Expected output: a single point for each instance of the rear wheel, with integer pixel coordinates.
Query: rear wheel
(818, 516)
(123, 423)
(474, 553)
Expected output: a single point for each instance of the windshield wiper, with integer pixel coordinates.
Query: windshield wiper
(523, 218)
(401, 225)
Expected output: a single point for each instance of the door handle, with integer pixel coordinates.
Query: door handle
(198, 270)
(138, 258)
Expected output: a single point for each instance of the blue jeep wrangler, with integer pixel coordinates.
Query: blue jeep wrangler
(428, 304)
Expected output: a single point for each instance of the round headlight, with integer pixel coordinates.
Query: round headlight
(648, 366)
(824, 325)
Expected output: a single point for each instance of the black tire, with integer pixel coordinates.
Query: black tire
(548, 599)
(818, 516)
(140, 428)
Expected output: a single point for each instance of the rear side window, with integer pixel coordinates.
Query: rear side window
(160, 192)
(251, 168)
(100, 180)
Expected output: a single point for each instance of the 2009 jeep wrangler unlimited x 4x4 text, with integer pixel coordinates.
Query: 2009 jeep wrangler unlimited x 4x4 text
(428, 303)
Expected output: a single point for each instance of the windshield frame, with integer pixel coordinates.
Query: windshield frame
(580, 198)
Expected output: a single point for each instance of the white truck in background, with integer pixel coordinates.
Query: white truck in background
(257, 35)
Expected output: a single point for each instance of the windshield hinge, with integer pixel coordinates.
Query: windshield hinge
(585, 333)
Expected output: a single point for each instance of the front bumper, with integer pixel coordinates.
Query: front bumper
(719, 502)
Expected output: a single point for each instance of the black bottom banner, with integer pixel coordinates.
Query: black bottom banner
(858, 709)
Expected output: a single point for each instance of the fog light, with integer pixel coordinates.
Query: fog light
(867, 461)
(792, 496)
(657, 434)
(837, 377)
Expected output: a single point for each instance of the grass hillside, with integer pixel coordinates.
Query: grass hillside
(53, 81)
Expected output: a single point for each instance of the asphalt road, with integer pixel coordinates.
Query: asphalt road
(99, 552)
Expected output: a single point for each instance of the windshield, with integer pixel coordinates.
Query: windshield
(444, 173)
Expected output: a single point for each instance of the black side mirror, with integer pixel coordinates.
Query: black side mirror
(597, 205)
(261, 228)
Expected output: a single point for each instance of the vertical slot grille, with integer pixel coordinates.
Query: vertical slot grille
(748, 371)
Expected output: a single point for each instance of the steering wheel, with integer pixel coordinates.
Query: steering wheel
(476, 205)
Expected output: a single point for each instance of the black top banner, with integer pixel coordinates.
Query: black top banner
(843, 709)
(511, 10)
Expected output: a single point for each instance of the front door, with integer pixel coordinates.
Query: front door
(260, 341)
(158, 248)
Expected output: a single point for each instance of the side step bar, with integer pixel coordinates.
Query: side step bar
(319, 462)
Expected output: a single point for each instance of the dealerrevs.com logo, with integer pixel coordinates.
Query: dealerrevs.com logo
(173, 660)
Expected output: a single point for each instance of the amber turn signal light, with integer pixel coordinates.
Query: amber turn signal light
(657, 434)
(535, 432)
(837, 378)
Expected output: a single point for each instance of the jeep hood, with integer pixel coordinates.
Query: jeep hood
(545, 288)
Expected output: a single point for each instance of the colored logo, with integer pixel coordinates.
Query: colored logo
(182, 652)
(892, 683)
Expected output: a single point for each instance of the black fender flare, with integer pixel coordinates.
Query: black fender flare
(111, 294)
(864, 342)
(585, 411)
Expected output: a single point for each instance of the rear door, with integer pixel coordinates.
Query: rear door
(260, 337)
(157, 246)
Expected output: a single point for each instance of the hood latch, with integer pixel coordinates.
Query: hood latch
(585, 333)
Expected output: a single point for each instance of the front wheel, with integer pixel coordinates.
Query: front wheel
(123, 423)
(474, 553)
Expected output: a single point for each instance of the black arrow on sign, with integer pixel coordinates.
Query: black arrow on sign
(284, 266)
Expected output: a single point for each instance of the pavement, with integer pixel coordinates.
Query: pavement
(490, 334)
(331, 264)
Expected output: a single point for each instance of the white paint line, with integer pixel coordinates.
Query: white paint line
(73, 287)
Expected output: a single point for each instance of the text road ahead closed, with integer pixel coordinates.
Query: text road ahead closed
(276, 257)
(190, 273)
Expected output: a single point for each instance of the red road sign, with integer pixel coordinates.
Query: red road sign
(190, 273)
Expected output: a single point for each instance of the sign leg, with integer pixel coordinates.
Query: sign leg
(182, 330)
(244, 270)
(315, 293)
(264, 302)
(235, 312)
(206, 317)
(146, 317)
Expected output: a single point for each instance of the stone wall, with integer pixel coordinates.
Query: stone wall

> **Work item**
Your reply should be a single number: the count of lines above that contain the word "wall".

> **Solution for this problem**
2